* Fragmento seleccionado *
====

RECORDANDO UN CLASICO DE LA BIBLIOFILIA:
Menciono arriba a un gato porque con el mío estoy. Solos y llenos de polvo los dos, con ese entendimiento oblicuo que nos une y caracteriza. Acabo de sacarle del transportin (Don Gato nunca se queda solo en casa, es de la familia y con ella viaja) en el que le he traído, y, enfurruñado, me trata como a un apestado. Ya se le pasara. Estamos en cuarto umbrío en el que el polvo hace equilibrios sobre los rayos de sol que la distancia difumina. Yo, desprecinto cajas a la caza de un índice de consulta de los catálogos de los bibliofilos Salvá y Heredia. Don Gato, mucho más avisado que yo, enreda con los cordeles que voy apartando o se introduce, sin pudor y con alborozo y ganas de joder, en las cajas que abro para husmearlo todo. No se si encontrare lo que busco antes de cansarme y dejarlo. Para esta posada lo mismo da, que, en tanto doy golletazo a la segunda parte sobre Troya que os he prometido, voy a poneros, a la par que me zampo unos bocadillos y me tomo unas cervezas, el contenido de un opúsculo que he encontrado.

====

* Registros de datos *
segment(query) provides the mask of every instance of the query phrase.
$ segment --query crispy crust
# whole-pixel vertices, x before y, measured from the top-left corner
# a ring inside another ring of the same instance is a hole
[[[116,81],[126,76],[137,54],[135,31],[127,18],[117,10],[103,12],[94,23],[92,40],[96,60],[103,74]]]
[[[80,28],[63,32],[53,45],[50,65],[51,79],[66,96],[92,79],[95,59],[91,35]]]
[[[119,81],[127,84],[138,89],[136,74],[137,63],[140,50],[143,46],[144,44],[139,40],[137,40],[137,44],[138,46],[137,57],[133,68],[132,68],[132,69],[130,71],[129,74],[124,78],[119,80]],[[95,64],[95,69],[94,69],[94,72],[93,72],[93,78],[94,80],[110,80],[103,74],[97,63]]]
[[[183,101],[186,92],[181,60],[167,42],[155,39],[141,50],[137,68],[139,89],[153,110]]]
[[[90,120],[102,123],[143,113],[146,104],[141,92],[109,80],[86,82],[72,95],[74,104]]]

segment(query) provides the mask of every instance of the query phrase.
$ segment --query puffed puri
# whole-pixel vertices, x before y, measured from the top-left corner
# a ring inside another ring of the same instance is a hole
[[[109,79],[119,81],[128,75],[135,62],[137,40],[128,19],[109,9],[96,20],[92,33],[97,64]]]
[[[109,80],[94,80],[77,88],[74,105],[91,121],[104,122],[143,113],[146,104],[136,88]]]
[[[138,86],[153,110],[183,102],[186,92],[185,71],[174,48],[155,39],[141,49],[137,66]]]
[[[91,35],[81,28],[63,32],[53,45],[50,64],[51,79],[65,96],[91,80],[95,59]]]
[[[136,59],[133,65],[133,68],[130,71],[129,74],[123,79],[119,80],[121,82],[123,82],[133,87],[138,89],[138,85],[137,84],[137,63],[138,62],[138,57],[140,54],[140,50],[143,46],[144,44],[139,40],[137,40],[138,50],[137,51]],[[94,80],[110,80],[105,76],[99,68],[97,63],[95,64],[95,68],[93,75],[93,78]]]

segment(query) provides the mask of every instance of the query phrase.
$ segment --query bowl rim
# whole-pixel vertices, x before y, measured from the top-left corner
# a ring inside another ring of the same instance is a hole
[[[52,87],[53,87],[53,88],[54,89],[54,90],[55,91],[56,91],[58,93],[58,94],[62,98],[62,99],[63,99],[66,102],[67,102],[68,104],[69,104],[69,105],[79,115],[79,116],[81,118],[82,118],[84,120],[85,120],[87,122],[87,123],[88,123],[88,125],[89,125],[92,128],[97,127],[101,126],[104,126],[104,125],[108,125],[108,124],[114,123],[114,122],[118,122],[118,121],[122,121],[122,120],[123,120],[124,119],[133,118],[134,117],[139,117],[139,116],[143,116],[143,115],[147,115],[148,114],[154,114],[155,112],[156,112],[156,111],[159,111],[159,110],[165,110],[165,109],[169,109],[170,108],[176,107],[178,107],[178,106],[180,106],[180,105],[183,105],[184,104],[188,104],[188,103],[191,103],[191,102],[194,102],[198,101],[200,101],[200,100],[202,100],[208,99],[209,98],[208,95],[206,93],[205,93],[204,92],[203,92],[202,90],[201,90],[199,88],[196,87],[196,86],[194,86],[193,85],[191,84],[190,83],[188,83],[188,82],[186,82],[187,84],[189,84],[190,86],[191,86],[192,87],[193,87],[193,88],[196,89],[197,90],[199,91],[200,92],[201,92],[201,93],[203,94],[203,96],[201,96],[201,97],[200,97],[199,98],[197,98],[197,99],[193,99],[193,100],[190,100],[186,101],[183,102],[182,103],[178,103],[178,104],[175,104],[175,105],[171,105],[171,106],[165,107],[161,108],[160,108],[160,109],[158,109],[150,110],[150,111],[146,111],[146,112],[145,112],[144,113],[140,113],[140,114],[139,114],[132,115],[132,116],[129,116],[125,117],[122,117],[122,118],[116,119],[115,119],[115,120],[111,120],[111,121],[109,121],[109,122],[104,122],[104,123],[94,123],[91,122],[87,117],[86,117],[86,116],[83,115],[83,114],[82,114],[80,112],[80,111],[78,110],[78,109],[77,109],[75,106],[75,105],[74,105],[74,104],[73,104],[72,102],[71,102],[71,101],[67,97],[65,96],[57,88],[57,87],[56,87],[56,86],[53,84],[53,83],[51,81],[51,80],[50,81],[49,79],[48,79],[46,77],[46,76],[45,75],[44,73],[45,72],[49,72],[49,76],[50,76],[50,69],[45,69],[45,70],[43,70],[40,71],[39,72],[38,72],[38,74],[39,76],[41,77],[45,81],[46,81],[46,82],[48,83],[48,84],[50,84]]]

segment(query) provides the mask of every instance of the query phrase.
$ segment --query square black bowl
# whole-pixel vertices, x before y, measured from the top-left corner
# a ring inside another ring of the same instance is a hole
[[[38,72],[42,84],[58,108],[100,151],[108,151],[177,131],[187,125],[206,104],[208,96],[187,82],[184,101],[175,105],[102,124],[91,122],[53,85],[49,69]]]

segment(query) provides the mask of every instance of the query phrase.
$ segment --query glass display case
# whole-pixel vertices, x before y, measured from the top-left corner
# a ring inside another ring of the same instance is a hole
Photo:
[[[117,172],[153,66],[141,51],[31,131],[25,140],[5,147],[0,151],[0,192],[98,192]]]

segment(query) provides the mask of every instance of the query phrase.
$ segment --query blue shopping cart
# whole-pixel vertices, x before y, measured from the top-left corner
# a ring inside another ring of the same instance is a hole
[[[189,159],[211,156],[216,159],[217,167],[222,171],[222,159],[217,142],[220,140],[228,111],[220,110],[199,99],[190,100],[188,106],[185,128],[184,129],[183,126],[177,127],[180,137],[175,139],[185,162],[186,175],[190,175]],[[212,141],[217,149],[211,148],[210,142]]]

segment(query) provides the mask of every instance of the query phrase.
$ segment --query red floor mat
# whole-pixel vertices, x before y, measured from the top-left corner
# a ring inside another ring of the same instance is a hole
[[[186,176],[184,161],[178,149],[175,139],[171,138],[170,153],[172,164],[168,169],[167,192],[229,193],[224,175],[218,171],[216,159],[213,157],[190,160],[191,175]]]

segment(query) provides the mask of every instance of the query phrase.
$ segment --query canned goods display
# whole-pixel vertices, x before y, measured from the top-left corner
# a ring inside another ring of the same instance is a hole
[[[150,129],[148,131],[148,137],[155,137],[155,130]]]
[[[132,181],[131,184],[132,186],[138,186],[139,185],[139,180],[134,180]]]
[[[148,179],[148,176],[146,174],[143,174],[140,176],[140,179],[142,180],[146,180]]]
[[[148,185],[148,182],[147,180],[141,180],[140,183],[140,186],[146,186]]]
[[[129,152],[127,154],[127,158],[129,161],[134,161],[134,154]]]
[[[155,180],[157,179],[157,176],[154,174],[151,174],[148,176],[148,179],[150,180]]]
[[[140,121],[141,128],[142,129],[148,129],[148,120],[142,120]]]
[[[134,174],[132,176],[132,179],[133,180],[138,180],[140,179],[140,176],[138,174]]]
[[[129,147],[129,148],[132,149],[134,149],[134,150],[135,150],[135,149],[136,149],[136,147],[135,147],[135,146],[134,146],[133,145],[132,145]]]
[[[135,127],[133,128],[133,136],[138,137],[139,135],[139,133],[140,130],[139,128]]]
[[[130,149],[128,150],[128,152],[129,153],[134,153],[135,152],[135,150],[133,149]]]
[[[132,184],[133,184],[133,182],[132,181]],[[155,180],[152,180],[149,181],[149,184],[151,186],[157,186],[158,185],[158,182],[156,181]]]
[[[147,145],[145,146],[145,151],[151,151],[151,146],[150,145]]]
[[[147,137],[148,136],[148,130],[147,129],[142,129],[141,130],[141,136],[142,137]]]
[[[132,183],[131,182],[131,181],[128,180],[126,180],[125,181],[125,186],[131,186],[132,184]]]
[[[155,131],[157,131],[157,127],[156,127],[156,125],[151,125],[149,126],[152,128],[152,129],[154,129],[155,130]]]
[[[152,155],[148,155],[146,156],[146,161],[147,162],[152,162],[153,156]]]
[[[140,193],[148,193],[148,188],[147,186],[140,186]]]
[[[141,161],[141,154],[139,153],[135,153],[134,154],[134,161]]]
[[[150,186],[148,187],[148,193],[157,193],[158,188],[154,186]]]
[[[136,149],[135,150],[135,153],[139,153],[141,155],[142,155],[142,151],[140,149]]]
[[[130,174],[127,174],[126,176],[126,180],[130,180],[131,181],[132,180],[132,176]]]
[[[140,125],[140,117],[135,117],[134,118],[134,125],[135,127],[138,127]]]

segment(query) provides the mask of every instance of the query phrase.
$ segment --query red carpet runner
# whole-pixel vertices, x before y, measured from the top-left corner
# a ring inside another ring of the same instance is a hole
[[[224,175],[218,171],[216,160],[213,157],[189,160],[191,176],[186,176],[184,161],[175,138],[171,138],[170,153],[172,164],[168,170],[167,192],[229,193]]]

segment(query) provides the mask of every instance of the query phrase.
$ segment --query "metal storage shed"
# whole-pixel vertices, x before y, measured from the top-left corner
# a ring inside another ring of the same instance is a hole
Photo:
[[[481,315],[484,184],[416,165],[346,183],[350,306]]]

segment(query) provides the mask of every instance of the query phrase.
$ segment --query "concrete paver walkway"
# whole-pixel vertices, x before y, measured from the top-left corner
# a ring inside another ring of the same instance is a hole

====

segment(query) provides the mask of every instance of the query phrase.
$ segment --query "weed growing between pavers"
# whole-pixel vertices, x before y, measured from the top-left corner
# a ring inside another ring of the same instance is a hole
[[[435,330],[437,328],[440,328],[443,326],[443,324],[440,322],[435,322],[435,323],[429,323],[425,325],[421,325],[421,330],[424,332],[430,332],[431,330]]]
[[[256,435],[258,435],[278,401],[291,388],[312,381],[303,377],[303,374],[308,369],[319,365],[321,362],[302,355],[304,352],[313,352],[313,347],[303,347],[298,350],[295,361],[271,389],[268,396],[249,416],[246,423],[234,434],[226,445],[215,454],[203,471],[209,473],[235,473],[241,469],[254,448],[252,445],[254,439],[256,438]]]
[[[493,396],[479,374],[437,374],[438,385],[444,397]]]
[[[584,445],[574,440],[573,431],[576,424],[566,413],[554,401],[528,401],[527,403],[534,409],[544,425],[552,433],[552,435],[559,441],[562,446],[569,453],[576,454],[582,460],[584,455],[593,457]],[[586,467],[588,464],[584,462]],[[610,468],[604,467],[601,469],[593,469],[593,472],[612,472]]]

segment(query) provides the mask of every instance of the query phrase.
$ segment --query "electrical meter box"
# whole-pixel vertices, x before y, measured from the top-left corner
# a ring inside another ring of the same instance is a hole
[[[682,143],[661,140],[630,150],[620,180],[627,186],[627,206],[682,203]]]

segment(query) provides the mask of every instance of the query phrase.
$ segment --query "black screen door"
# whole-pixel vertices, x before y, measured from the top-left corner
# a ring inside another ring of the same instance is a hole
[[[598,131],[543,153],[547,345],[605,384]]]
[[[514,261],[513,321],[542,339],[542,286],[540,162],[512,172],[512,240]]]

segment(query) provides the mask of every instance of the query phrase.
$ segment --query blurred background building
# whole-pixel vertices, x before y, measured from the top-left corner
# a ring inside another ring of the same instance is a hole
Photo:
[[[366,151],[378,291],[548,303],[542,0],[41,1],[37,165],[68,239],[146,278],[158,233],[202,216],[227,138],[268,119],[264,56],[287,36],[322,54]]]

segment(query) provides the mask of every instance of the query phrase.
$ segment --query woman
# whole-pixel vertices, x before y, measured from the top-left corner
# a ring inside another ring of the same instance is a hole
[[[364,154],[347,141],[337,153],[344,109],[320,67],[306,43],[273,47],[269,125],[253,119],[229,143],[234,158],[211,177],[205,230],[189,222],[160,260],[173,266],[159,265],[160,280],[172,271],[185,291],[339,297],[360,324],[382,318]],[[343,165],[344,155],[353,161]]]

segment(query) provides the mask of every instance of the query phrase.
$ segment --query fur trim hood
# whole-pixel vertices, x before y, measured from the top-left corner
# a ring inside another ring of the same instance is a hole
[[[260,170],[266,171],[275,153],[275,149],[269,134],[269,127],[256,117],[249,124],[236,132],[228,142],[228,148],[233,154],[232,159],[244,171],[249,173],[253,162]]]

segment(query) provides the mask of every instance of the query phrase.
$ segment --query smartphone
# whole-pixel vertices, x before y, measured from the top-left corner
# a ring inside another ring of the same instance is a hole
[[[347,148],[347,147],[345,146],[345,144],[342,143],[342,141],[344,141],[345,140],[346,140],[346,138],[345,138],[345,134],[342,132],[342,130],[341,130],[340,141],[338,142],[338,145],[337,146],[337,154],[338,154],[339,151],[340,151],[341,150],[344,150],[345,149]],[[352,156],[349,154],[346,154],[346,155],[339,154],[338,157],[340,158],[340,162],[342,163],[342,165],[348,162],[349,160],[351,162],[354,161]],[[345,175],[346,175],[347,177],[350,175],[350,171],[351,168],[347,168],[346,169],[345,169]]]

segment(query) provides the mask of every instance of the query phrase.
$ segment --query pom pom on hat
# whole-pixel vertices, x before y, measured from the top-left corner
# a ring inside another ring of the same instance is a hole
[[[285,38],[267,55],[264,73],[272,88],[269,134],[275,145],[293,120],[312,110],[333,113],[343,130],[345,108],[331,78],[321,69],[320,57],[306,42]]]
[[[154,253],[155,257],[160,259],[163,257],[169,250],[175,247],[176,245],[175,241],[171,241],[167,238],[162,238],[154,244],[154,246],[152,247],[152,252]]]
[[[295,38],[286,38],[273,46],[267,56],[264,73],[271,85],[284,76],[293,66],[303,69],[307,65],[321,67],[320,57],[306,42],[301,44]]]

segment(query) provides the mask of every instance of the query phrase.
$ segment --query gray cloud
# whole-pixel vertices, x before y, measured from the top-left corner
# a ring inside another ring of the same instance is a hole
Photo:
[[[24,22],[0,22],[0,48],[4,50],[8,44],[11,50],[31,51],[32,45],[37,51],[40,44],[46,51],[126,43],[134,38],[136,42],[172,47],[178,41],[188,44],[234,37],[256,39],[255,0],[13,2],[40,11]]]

====

* Detalles de la tarea *
¿Podrías continuar el fragmento sobre Don Gato y la búsqueda entre cajas polvorientas a partir de donde se detiene? Los registros no tienen relación alguna con el fragmento.

* Respuesta esperada *
Salud y a disfrutarlo:
El pedigüeño de libros
(Pesadilla al estilo de Goya)
Periit fides et ablata
est de ore eorun.
JEREMIAS VII
Oh el cargante personaje, el triste perfil, el insecto fantástico que tenemos que bosquejar! Azote del literato, parásito del librero y del artista, demonio encarnizado del bibliófilo, pretendiente vil y rastreo. Tartufo meloso y bribón, verdadera plaga de Egipto, el pedigüeño de libros se desliza por todas partes, violenta las puertas mejor cerradas, parece poseer el terrible don de la ubicuidad y, como un espectro de antiguas leyendas, aparece, importuna y aterra.
Prendámosle sólidamente con alfileres sobre un trozo de corcho, y procuremos analizar este monstruo así clavado en la picota.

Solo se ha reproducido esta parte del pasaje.